• What is expected: Rewrite each line of the entries below as a Markdown table with the columns Row and Line, giving each line a row number and leaving out blank lines.

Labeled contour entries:
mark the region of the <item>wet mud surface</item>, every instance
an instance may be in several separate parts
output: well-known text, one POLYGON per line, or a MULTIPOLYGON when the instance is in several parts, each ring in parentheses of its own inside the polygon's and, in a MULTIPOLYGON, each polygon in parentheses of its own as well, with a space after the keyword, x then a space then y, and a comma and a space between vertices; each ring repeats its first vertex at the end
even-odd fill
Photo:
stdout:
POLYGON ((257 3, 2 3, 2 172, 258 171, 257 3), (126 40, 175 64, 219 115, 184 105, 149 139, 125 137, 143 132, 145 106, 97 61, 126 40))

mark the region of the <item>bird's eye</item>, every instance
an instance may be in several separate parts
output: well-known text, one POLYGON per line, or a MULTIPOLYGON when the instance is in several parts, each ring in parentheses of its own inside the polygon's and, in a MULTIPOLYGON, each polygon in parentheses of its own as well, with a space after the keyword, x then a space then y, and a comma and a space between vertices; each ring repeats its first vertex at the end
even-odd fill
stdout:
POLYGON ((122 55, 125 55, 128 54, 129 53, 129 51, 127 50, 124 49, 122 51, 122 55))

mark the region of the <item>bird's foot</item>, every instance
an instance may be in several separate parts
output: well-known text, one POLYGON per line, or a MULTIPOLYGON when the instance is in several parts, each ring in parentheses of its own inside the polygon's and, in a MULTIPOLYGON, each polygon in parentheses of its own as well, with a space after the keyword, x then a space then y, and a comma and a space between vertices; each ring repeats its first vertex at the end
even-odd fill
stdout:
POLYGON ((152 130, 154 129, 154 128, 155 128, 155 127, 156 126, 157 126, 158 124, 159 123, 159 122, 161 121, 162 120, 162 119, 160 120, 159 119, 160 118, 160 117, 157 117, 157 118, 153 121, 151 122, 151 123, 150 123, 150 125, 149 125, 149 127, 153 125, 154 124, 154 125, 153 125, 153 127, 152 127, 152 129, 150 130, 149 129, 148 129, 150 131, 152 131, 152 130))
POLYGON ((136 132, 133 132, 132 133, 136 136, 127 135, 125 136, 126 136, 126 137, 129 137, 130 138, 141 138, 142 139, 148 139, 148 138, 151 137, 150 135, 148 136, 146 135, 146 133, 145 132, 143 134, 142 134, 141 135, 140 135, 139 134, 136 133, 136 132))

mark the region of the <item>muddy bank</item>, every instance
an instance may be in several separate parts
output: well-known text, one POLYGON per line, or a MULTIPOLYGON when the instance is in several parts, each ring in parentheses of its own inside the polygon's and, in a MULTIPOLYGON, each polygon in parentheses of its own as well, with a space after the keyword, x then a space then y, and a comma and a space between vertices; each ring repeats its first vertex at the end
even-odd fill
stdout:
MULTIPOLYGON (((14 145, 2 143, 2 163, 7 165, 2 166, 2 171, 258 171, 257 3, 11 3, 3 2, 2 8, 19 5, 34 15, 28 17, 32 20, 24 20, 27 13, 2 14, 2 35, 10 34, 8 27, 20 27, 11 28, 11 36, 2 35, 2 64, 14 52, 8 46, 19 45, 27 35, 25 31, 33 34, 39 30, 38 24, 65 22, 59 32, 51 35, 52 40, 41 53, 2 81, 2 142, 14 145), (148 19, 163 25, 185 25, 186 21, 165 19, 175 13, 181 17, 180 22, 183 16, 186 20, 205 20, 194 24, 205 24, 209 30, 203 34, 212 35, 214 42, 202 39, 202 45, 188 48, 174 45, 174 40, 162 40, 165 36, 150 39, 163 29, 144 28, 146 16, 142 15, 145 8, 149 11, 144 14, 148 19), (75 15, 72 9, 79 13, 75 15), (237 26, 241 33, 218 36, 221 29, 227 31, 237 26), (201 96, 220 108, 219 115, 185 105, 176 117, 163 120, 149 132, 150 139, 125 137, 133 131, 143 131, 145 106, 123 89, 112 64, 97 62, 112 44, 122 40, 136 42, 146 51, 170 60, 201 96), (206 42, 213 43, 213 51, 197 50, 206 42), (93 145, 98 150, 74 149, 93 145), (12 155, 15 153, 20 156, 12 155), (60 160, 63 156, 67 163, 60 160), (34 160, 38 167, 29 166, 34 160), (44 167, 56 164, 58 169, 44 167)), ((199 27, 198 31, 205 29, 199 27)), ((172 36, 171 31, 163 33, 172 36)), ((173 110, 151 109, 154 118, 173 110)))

• The result:
| Row | Line |
|---|---|
| 1 | mark the region of the <item>wet mud surface</item>, every instance |
| 2 | an instance may be in several separate parts |
| 3 | output: well-known text, one POLYGON per line, or a MULTIPOLYGON when the instance is in several parts, each ring in parentheses of its own inside the polygon's and, in a MULTIPOLYGON, each polygon in parentheses of its own as well, with a space after the keyword, x then a space then y, and a comma and a space between vertices; each ring repeats its first vertex at the end |
| 4 | even-odd fill |
| 5 | Photo: |
| 6 | stdout: |
| 7 | POLYGON ((257 3, 2 3, 2 172, 258 171, 257 3), (126 40, 175 64, 219 115, 184 105, 149 139, 125 137, 143 132, 145 106, 97 61, 126 40)) |
| 8 | mark the region of the <item>bird's eye</item>, every instance |
| 9 | an instance may be in several separate parts |
| 10 | output: well-known text, one POLYGON per line, or a MULTIPOLYGON when the instance is in several parts, each ring in parentheses of its own inside the polygon's and, in a MULTIPOLYGON, each polygon in parentheses of its own as well, with a space after the keyword, x then a space then y, and a comma and a space between vertices; each ring repeats its first vertex at the end |
| 11 | even-odd fill |
| 12 | stdout: |
| 13 | POLYGON ((122 55, 125 55, 128 54, 129 53, 129 51, 127 50, 124 49, 122 51, 122 55)) |
| 14 | mark the region of the <item>bird's foot</item>, every instance |
| 15 | an instance may be in several separate parts |
| 16 | output: well-known text, one POLYGON per line, or a MULTIPOLYGON when the instance is in several parts, each ring in parentheses of its own inside the polygon's and, in a MULTIPOLYGON, each polygon in parentheses of its own as well, with a space after the keyword, x then a space then y, and a comma and a space between vertices; each ring repeats its first vertex at the end |
| 17 | even-odd fill |
| 18 | stdout: |
| 19 | POLYGON ((152 130, 154 129, 154 128, 155 128, 155 127, 156 126, 157 126, 158 124, 159 123, 159 122, 161 121, 162 120, 162 119, 160 120, 159 119, 160 118, 160 117, 157 117, 157 118, 153 121, 151 122, 151 123, 150 123, 150 125, 149 125, 149 127, 153 125, 154 124, 154 125, 153 125, 153 127, 152 127, 152 129, 150 130, 149 129, 148 129, 150 131, 152 131, 152 130)) |
| 20 | POLYGON ((136 132, 133 132, 132 133, 136 136, 127 135, 125 136, 126 136, 126 137, 129 137, 130 138, 141 138, 142 139, 148 139, 148 138, 151 137, 150 135, 148 136, 146 135, 146 133, 145 132, 143 134, 142 134, 141 135, 140 135, 139 134, 136 133, 136 132)) |
| 21 | mark the region of the <item>muddy bank</item>, every instance |
| 22 | an instance may be in several separate parts |
| 23 | output: well-known text, one POLYGON per line, or a MULTIPOLYGON when the instance is in several parts, each ring in parentheses of its own inside the polygon's and, in a MULTIPOLYGON, each polygon in parentheses of its own as well, with a space after the keyword, x then a space then y, and a comma and a space between vertices; each ring repeats its first vertex at the end |
| 24 | even-odd fill |
| 25 | stdout: |
| 26 | MULTIPOLYGON (((14 145, 2 143, 2 163, 7 165, 2 166, 2 171, 258 171, 257 3, 11 3, 3 2, 2 8, 19 5, 34 15, 28 17, 32 20, 24 20, 27 13, 2 14, 2 35, 10 34, 8 27, 20 27, 11 28, 11 36, 2 35, 2 64, 14 52, 8 46, 19 45, 27 35, 25 31, 33 34, 39 30, 38 24, 65 22, 59 32, 51 35, 52 40, 41 53, 2 81, 2 142, 14 145), (148 19, 163 25, 185 25, 186 21, 165 19, 175 13, 181 17, 180 22, 183 16, 186 20, 205 20, 194 24, 205 24, 209 30, 203 34, 212 35, 214 42, 202 39, 202 45, 188 48, 174 45, 174 40, 162 40, 165 36, 150 39, 163 29, 144 28, 146 16, 142 15, 145 8, 149 11, 144 14, 148 19), (75 15, 72 9, 79 13, 75 15), (237 26, 241 33, 218 36, 221 29, 227 31, 237 26), (201 96, 220 108, 219 115, 185 105, 176 117, 163 120, 149 132, 150 139, 125 137, 133 131, 143 131, 145 106, 123 89, 112 64, 97 62, 112 44, 122 40, 136 42, 146 51, 170 60, 201 96), (206 42, 213 43, 213 51, 197 50, 206 42), (93 145, 98 150, 74 149, 93 145), (12 155, 15 153, 20 156, 12 155), (60 160, 63 156, 67 163, 60 160), (34 160, 38 167, 29 166, 34 160), (44 167, 56 164, 58 169, 44 167)), ((199 27, 198 31, 205 29, 199 27)), ((172 36, 171 31, 163 33, 172 36)), ((173 110, 151 109, 154 118, 173 110))) |